[What to work on]
Count the lines in the entries below that contain the string "woman", treating uppercase and lowercase as different. Give only the number.

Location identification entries
#####
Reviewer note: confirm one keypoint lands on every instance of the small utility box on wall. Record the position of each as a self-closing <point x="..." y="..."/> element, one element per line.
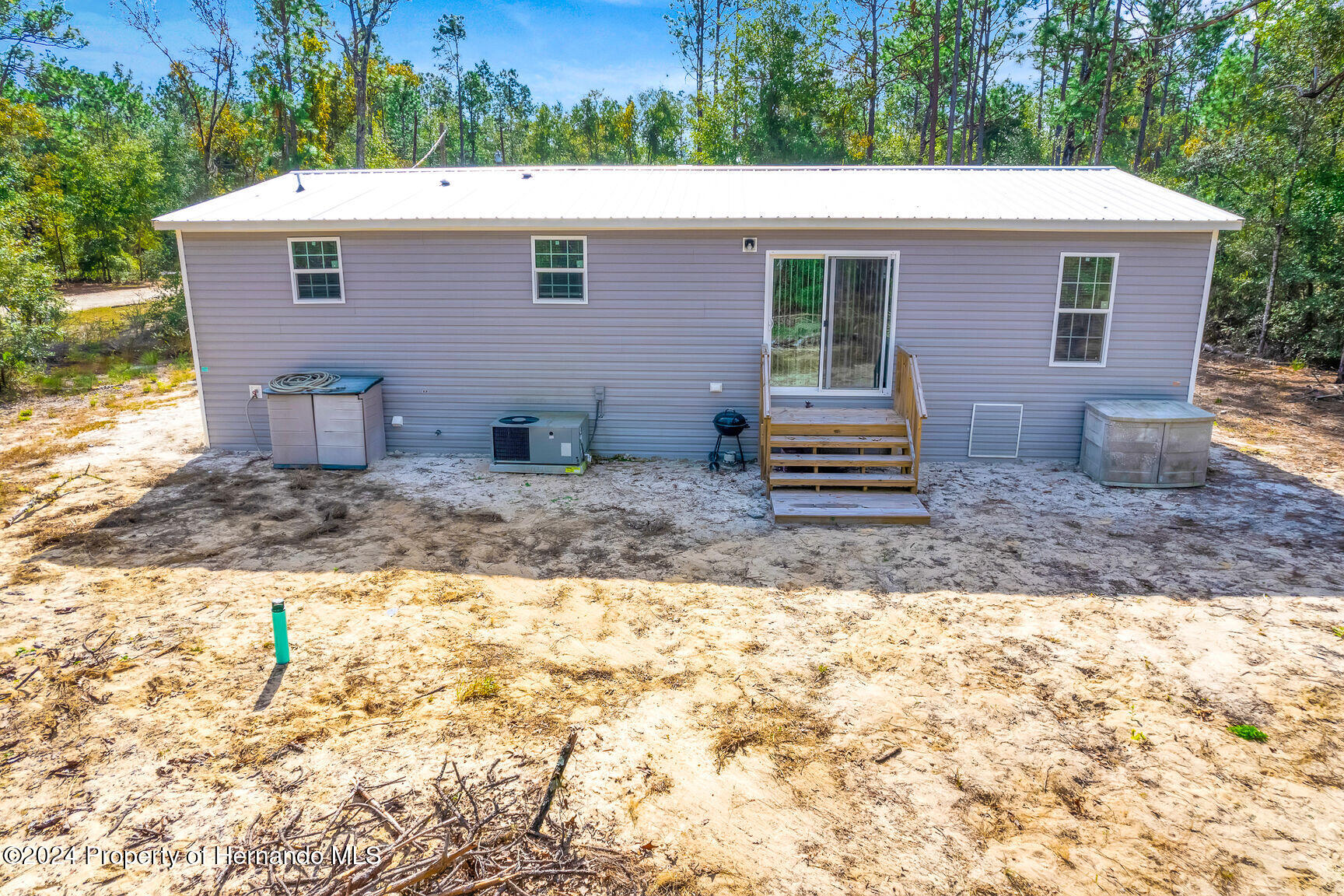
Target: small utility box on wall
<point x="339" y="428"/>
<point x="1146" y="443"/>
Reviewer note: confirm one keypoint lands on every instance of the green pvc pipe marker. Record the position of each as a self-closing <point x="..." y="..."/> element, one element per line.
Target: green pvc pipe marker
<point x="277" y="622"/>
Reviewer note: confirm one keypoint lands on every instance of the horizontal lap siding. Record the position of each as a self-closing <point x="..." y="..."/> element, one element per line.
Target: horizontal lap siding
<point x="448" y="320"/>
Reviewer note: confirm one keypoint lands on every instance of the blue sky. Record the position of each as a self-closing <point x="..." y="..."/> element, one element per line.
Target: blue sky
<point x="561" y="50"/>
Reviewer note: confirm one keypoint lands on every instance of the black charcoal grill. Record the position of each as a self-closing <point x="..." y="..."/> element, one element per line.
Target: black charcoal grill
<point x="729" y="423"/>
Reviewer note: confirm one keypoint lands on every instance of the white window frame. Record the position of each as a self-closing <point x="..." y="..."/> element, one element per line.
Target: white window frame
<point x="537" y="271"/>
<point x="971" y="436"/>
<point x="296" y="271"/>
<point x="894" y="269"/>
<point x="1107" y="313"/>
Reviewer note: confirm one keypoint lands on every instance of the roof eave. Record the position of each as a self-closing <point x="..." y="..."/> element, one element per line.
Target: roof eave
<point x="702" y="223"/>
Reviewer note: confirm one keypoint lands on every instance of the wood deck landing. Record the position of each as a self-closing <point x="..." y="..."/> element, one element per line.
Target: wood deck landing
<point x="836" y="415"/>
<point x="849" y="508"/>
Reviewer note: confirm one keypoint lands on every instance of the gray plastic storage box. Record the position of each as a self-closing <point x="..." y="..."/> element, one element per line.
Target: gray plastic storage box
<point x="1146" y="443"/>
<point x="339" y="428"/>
#####
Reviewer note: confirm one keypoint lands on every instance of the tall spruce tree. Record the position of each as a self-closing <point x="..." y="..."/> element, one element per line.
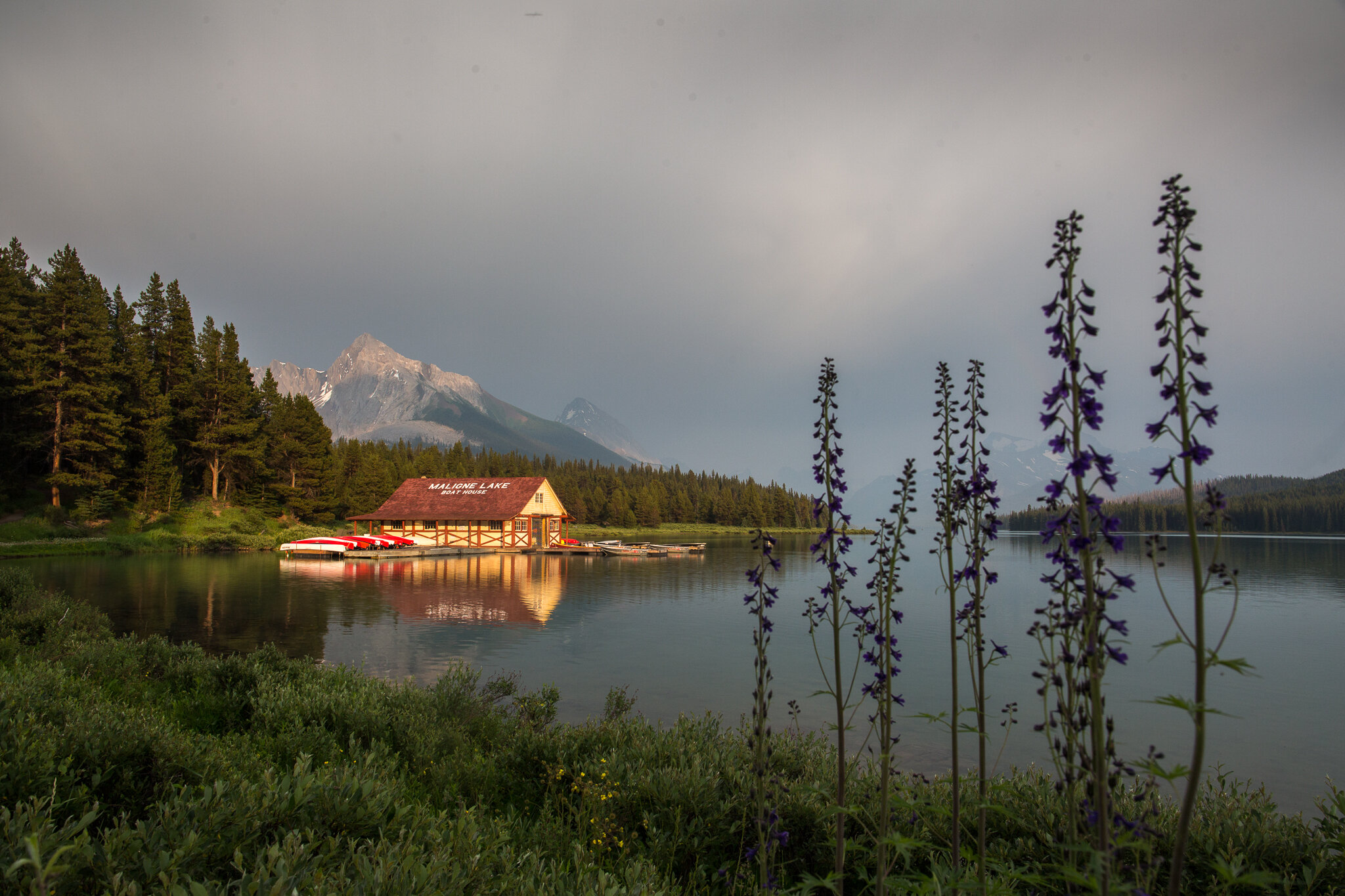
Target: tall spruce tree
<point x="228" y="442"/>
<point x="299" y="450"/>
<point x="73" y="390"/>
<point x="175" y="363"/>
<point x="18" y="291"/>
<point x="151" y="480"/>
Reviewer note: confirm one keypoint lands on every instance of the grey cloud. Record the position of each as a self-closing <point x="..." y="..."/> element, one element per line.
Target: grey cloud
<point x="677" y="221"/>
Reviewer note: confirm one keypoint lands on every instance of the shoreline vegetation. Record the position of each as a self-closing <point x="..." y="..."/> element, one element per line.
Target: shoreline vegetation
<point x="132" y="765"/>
#####
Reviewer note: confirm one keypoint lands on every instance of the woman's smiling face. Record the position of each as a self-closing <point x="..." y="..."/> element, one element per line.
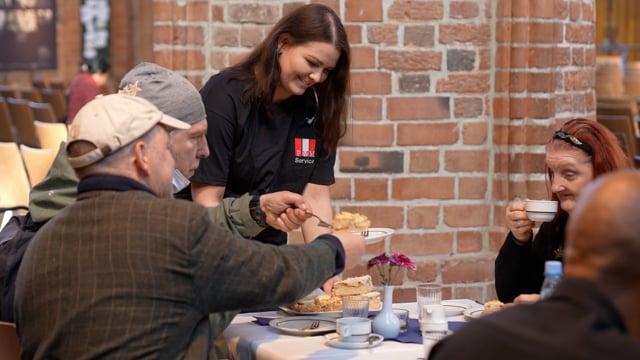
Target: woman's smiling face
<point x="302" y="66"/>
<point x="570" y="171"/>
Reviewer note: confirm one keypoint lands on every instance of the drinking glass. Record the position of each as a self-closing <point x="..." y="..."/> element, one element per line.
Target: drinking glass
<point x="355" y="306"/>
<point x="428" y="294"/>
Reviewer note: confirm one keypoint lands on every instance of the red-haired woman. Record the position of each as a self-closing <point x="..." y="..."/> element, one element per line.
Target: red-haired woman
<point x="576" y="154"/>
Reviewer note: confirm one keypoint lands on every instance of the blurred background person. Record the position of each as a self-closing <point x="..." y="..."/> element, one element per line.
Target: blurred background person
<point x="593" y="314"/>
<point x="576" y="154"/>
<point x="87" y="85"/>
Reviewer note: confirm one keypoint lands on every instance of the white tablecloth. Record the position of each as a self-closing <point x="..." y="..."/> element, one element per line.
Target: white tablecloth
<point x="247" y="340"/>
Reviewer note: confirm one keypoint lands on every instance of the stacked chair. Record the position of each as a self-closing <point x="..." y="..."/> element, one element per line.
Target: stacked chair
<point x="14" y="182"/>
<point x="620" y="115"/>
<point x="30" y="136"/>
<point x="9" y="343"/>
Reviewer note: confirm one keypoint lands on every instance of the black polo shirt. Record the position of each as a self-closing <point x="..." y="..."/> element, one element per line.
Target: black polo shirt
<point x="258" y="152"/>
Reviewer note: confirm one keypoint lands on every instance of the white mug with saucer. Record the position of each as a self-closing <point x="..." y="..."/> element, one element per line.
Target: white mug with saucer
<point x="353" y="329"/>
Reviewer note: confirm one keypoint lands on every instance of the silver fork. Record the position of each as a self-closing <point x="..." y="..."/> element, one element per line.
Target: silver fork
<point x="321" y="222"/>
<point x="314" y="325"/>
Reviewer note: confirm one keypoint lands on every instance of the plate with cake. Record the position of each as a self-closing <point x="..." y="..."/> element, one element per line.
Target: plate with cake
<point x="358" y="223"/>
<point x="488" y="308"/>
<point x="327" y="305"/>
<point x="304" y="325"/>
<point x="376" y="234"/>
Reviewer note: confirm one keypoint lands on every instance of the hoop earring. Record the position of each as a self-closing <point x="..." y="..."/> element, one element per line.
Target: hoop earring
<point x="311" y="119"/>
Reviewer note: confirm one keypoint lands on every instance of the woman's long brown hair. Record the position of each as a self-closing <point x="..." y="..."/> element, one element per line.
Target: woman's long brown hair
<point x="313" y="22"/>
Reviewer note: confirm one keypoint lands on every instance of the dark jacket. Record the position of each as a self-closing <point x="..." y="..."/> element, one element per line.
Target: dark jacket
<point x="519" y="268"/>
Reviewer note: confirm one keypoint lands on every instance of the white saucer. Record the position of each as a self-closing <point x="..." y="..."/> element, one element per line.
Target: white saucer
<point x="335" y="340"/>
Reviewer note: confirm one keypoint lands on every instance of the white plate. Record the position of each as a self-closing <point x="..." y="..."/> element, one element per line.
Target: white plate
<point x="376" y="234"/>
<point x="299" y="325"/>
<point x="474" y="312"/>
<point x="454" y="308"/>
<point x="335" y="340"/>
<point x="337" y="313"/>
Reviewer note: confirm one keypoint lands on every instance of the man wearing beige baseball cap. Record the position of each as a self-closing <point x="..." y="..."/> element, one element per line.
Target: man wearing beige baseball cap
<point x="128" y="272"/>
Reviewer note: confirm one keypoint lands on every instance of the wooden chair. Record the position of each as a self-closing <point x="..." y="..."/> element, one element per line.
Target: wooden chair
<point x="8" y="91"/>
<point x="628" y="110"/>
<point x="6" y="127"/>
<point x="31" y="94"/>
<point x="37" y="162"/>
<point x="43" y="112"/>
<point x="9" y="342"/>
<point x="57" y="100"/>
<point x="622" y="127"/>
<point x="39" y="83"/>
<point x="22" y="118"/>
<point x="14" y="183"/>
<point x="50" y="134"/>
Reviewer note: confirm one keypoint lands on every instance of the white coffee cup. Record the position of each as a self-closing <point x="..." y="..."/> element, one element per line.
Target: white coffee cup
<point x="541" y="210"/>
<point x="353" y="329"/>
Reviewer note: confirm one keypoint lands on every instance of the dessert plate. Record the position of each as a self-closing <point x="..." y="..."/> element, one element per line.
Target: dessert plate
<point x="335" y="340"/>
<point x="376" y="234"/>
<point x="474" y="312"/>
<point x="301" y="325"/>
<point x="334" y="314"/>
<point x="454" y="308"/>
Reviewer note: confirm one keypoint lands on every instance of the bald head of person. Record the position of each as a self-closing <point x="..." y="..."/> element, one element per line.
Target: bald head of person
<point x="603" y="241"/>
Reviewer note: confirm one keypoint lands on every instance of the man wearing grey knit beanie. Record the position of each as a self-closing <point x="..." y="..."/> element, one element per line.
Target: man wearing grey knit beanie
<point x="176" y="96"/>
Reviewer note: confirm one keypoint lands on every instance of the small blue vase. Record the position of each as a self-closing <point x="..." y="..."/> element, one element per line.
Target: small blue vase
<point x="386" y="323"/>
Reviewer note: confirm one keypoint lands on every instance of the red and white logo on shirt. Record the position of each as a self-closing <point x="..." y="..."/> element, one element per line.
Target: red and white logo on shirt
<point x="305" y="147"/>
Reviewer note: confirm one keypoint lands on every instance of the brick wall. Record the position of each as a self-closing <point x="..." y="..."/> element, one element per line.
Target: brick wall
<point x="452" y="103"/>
#####
[Right answer]
6